Your task:
Find each line in the items below that contains the word "door", counting only matches with the same case, and copy those lines out.

Given data:
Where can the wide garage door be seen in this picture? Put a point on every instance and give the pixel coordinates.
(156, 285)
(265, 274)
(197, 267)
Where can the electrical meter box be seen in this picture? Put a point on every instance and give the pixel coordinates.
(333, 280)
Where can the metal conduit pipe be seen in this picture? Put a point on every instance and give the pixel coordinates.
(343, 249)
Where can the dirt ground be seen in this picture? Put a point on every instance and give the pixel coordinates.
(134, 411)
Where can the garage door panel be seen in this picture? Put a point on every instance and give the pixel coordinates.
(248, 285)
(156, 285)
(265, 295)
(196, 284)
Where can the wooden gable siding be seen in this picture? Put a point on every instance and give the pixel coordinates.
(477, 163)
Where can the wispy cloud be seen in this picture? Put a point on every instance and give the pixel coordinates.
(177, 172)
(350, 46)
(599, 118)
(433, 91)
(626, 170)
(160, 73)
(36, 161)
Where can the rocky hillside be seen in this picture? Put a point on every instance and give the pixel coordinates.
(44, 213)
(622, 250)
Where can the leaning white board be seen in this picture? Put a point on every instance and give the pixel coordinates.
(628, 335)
==
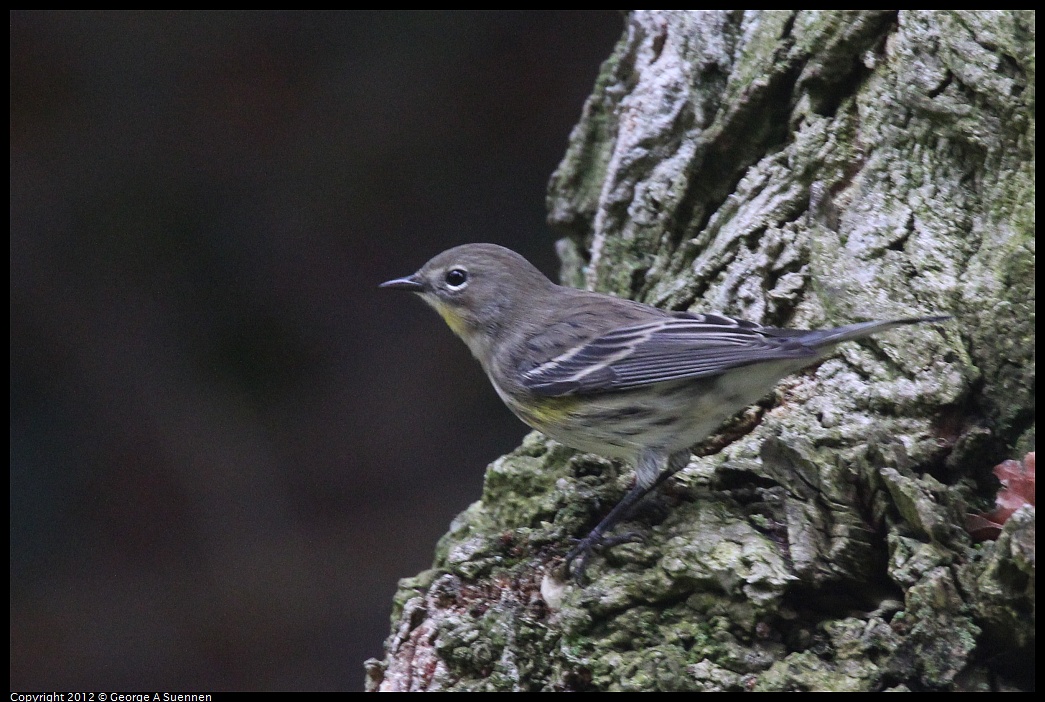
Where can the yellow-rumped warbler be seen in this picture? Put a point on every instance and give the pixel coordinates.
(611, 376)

Worked answer:
Where can the wide garage door be seen in this picture? Put a point on every instance and give the pixel coordinates.
Where can the garage door panel be seen in this picture? Put a point on every instance and give the pixel coordinates.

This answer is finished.